TASK: Reproduce every one of the entries below word for word, with nothing left out or changed.

Saved entries:
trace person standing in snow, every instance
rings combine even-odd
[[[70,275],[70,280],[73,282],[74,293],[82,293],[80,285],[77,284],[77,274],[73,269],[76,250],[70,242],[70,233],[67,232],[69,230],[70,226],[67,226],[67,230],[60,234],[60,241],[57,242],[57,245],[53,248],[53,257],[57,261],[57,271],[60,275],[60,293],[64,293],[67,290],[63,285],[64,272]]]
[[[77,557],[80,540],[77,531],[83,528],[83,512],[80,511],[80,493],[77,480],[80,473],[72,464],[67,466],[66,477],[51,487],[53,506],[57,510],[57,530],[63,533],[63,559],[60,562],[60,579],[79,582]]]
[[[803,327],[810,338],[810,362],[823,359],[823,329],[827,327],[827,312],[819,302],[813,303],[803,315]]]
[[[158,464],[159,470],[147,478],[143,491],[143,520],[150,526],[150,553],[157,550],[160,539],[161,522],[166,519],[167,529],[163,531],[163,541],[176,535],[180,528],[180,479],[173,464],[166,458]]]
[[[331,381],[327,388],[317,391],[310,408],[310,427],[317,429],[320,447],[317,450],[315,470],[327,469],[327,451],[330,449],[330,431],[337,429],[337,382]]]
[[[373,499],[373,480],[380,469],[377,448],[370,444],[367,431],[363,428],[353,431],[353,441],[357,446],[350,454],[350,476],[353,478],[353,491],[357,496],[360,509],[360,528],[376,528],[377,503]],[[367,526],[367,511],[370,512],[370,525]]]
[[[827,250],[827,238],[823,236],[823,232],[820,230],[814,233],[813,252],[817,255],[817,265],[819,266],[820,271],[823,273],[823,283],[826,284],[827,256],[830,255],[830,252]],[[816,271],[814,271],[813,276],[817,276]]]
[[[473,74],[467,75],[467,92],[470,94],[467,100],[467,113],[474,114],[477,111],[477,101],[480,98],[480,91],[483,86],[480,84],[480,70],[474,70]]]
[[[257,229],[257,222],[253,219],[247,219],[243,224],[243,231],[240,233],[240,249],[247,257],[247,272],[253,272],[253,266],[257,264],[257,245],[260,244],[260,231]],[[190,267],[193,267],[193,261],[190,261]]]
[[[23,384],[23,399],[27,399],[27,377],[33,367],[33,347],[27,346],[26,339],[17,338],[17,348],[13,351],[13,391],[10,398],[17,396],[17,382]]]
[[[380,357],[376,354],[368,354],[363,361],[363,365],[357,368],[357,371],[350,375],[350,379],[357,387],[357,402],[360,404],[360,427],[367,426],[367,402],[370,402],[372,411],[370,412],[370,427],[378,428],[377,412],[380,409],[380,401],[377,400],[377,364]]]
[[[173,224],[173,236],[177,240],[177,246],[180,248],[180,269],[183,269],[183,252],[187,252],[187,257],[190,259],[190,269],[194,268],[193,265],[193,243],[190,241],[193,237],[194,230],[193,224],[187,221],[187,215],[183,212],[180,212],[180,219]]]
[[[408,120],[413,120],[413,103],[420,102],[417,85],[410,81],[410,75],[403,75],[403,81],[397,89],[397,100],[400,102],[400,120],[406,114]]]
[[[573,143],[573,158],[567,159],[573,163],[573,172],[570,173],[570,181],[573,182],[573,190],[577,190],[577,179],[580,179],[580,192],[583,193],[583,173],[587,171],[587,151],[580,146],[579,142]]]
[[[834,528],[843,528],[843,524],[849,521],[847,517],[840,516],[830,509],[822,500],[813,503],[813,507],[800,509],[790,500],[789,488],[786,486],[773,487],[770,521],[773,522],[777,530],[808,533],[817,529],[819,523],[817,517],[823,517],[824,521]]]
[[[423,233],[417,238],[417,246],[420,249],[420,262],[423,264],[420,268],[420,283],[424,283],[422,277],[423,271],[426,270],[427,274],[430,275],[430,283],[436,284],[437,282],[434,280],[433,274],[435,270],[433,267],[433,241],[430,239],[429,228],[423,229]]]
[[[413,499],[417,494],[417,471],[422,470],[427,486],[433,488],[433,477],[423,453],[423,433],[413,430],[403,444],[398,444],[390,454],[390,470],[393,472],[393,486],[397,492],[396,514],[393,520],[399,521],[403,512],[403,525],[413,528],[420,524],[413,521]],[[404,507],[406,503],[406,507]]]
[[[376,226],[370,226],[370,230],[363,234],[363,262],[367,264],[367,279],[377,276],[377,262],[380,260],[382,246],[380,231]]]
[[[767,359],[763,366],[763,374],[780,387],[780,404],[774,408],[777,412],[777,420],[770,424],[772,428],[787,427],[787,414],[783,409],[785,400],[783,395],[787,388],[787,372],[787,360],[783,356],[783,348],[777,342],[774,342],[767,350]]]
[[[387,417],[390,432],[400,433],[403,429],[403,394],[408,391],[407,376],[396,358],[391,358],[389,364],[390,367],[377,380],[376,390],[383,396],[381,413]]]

ANSWER:
trace person standing in snow, every instance
rings combine even-odd
[[[70,275],[70,280],[73,282],[74,293],[82,293],[80,285],[77,284],[77,274],[73,269],[76,250],[70,242],[70,233],[67,232],[69,230],[70,226],[67,226],[67,230],[60,234],[60,241],[57,242],[57,245],[53,248],[53,257],[57,261],[57,271],[60,275],[60,293],[64,293],[67,290],[63,285],[64,272]]]
[[[77,557],[80,540],[77,531],[83,528],[83,512],[80,511],[80,493],[77,480],[80,473],[72,464],[67,466],[66,477],[51,487],[53,506],[57,510],[57,530],[63,533],[63,559],[60,562],[60,579],[79,582]]]
[[[803,327],[810,338],[810,362],[823,359],[823,329],[827,327],[827,312],[819,302],[813,303],[803,315]]]
[[[158,464],[159,470],[147,478],[143,491],[143,520],[150,526],[150,553],[157,550],[160,539],[161,522],[166,519],[167,529],[163,531],[163,541],[176,535],[180,528],[180,479],[173,464],[166,458]]]
[[[331,381],[327,388],[317,391],[310,408],[310,427],[317,429],[320,447],[317,450],[315,470],[327,469],[327,451],[330,449],[330,431],[337,429],[337,382]]]
[[[373,499],[373,480],[380,469],[377,448],[370,444],[367,431],[363,428],[353,431],[353,441],[357,446],[350,454],[350,476],[353,478],[353,491],[357,496],[360,509],[360,528],[376,528],[377,503]],[[367,526],[367,511],[370,512],[370,525]]]
[[[827,250],[827,238],[823,236],[823,232],[820,230],[814,233],[813,252],[817,255],[817,265],[819,266],[820,271],[823,273],[823,283],[826,284],[827,256],[830,255],[830,252]],[[816,271],[814,271],[813,276],[817,276]]]
[[[473,74],[467,75],[467,92],[470,94],[467,100],[467,113],[474,114],[477,111],[477,101],[480,98],[480,91],[483,86],[480,84],[480,70],[474,70]]]
[[[257,229],[257,222],[253,219],[247,219],[243,224],[243,231],[240,233],[240,249],[247,257],[247,272],[253,272],[253,266],[257,264],[257,245],[260,244],[260,231]],[[190,267],[193,267],[193,261],[190,261]]]
[[[23,384],[23,399],[27,399],[27,377],[33,367],[33,347],[27,346],[26,339],[17,338],[17,348],[13,351],[13,391],[10,398],[17,396],[17,382]]]
[[[380,357],[376,354],[368,354],[363,361],[363,365],[357,368],[357,371],[350,375],[350,379],[357,387],[357,402],[360,404],[360,427],[367,426],[367,402],[370,402],[372,411],[370,412],[370,427],[378,428],[377,412],[380,409],[380,401],[377,400],[377,364]]]
[[[173,224],[173,236],[177,240],[177,246],[180,248],[180,269],[183,269],[183,252],[187,252],[187,257],[190,259],[190,269],[194,268],[193,265],[193,243],[190,241],[193,237],[194,230],[193,224],[187,221],[187,215],[183,212],[180,212],[180,219]]]
[[[408,120],[413,120],[413,103],[420,102],[417,85],[410,81],[410,75],[403,75],[403,81],[397,89],[397,100],[400,102],[400,120],[406,114]]]
[[[573,143],[573,158],[567,159],[573,163],[573,172],[570,173],[570,181],[573,182],[573,190],[577,190],[577,179],[580,179],[580,192],[583,193],[583,173],[587,171],[587,151],[580,146],[579,142]]]
[[[834,528],[843,528],[843,524],[849,521],[847,517],[840,516],[830,509],[822,500],[813,503],[813,507],[800,509],[790,500],[789,488],[786,486],[773,487],[770,521],[773,522],[777,530],[808,533],[817,529],[819,523],[817,517],[823,517],[824,521]]]
[[[423,233],[417,238],[417,246],[420,249],[420,262],[423,264],[420,268],[420,283],[424,283],[422,277],[423,271],[426,270],[427,274],[430,275],[430,283],[436,284],[437,282],[434,280],[433,274],[435,270],[433,267],[433,241],[430,239],[429,228],[423,229]]]
[[[413,499],[417,494],[417,471],[422,470],[427,486],[433,488],[433,477],[423,453],[423,433],[413,430],[403,444],[398,444],[390,454],[390,470],[393,472],[393,486],[397,492],[396,514],[393,520],[399,521],[403,512],[403,525],[413,528],[420,524],[413,521]],[[404,507],[406,503],[406,507]]]
[[[376,226],[370,226],[370,230],[363,234],[363,262],[367,264],[367,279],[377,276],[377,262],[380,260],[382,246],[380,231]]]
[[[767,359],[763,366],[763,374],[780,387],[780,404],[774,408],[777,412],[777,420],[770,424],[772,428],[787,427],[787,414],[783,409],[785,400],[783,395],[787,388],[787,372],[787,360],[783,356],[783,348],[777,342],[774,342],[767,350]]]
[[[387,417],[390,432],[400,433],[403,429],[403,394],[408,391],[407,376],[396,358],[391,358],[389,364],[390,367],[377,380],[376,390],[383,396],[381,413]]]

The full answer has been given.